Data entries
## Start

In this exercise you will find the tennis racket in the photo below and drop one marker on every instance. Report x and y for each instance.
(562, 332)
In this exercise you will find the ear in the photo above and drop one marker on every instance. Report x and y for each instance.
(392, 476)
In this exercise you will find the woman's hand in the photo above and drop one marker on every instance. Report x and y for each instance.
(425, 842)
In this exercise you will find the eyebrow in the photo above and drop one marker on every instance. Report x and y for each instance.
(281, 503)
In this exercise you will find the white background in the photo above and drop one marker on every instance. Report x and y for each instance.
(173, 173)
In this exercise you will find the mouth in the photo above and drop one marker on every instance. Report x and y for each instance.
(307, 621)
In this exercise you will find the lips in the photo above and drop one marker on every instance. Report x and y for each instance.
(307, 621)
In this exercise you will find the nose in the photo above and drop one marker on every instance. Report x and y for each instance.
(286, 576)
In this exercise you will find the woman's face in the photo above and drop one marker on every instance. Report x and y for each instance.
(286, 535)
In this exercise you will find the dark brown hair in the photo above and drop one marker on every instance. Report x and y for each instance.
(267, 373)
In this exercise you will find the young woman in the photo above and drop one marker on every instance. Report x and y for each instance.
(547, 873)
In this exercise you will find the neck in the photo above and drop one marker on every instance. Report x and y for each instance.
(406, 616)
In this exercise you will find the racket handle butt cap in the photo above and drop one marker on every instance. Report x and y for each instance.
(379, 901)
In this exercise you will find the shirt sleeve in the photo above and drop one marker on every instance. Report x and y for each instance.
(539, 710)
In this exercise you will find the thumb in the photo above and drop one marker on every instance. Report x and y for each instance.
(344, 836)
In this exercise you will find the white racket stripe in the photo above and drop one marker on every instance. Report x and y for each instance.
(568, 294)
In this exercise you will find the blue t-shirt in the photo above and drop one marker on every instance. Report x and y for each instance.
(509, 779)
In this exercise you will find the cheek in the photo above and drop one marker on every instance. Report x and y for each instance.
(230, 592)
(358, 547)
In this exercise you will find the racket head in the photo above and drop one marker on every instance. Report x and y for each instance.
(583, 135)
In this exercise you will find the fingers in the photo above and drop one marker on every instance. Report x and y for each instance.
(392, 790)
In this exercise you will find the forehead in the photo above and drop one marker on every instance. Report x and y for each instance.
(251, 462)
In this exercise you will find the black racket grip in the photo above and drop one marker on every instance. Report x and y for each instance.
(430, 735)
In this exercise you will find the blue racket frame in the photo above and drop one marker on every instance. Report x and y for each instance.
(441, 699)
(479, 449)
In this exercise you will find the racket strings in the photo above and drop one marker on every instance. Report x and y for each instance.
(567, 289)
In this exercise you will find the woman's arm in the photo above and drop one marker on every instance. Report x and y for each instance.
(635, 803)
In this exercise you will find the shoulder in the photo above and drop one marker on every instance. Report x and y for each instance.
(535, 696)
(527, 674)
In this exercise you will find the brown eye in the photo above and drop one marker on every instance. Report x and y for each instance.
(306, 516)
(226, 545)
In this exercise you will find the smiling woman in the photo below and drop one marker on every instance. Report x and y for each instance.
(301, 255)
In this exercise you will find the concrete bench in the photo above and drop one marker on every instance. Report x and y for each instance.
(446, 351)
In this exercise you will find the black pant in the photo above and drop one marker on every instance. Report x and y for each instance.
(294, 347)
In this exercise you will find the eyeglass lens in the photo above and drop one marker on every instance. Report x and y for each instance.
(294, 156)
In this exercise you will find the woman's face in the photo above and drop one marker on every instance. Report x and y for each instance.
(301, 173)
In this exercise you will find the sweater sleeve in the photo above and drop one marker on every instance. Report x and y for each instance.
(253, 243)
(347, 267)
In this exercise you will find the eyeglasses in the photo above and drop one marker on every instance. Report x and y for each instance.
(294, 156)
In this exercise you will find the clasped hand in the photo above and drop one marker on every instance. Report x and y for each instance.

## End

▶ GIVEN EXERCISE: Set all of the records down again, exactly as they stand.

▶ WORKED ANSWER:
In this exercise you will find the tennis racket in the photo below and drop one marker on every instance. Report x and y for each instance.
(562, 332)
In this exercise you will find the ear in the photo above and drop one marker on every instance. Report x and y for each instance.
(392, 476)
In this exercise you will find the woman's hand in the photo above and drop one marker on every instance. Report x and y for each instance.
(425, 842)
In this exercise you will find the eyebrow in the photo above and drop one marker on every instance. Report x and y for each instance.
(281, 503)
In this exercise you will find the white background in the photo above and drop one marker on every instance. Report x and y for each instance.
(173, 173)
In this exercise you will find the mouth in the photo above and drop one marker on every instance. Report x and y for each instance.
(307, 621)
In this exercise you will find the lips in the photo above and drop one marker on every instance. Report x and y for each instance.
(307, 621)
In this exercise you will find the nose in the photo above and drop one marker on every instance. Report x and y for each instance.
(286, 576)
In this exercise you will find the woman's face in the photo above and drop one marker on every instance. Report x and y for each instance.
(286, 535)
In this exercise you will find the dark brown hair in the photo above and drop one marker on every instance. Report x and y for each instance.
(267, 373)
In this exercise you will find the young woman in the photo above and drop one marker on every instance. Report x and y for each instance.
(547, 873)
In this exercise you will find the neck in the photo above and drop one marker on every instance. Report x and y for each instance.
(406, 616)
In this exercise you will find the racket handle butt cap in the photo above and drop one marker on every instance. Report x and y for each instance.
(379, 901)
In this exercise you will find the shirt sleeve in the photo above and drop one marker on every instance. Report x and y for each instance.
(539, 710)
In this exercise you will find the thumb in the photo above and drop one marker on every instance. Report x and y for each instance.
(344, 836)
In this exercise you will find the white racket stripe in the photo above and drop one marker on every instance. Report x and y for each instance.
(568, 294)
In this exercise you will find the blue t-shirt in the photo above and drop one marker on every instance. Report x and y for each instance.
(509, 779)
In this exercise you will find the cheek in the photo above and drop one marker on every instance. Report x and y for each instance.
(230, 592)
(358, 547)
In this exercise you will find the racket head in the photo above and drop one marker on every instance. Report x and y for each instance.
(583, 135)
In this exercise you will find the fingers in the photo above and drop one marker on every instance. Report x and y for each instance.
(392, 790)
In this exercise you will find the forehead in the photo above and drop one marker on every instance. Report x and y for each instance.
(251, 462)
In this exercise you will find the black racket grip in the photo above and drop one marker on every instance. Report x and y for each instance.
(430, 735)
In this exercise you will find the blue racket frame in the photo above and drop one marker on every instance. Report x and y for each instance.
(441, 699)
(479, 449)
In this exercise you will find the racket strings in the photo above and drop one marker on every instance. Report x and y for each instance.
(567, 289)
In this exercise you will find the woman's arm in the photo above and drop one marker on every instance. Report x and y for each instance.
(635, 803)
In this exercise you will find the shoulder in the photo above and drop one marker on every instance. Report x and y for each instance.
(535, 696)
(527, 674)
In this exercise you will find the brown eye in the photo above and drop one marker on every instance. Report x and y for each instance.
(306, 516)
(226, 545)
In this exercise you will find the smiling woman in the photo below and drop one marker on every instance. Report x and y for each instance.
(301, 255)
In this exercise you will find the concrete bench in the photo above and drop one marker on every instance. Report x and y for each instance.
(446, 351)
In this exercise you will find the black pant in the photo above and drop one marker on every instance. Report x and y for each instance.
(294, 347)
In this exercise you will find the eyeglass lens in the photo above and drop one marker on every instance. Report x and y for each instance.
(294, 156)
In this exercise you will find the woman's face in the photo above and drop one marker on every instance. Report x and y for each instance.
(301, 173)
In this exercise you will find the sweater sleeve in the photo above and drop one marker on every instance. Report x and y for each instance.
(253, 243)
(347, 267)
In this exercise you will find the eyeglasses in the photo above and drop one marker on every instance. Report x and y for each instance.
(294, 156)
In this exercise you will find the clasped hand in the photo above and drop one marker on every instance. Report x and y for each instance.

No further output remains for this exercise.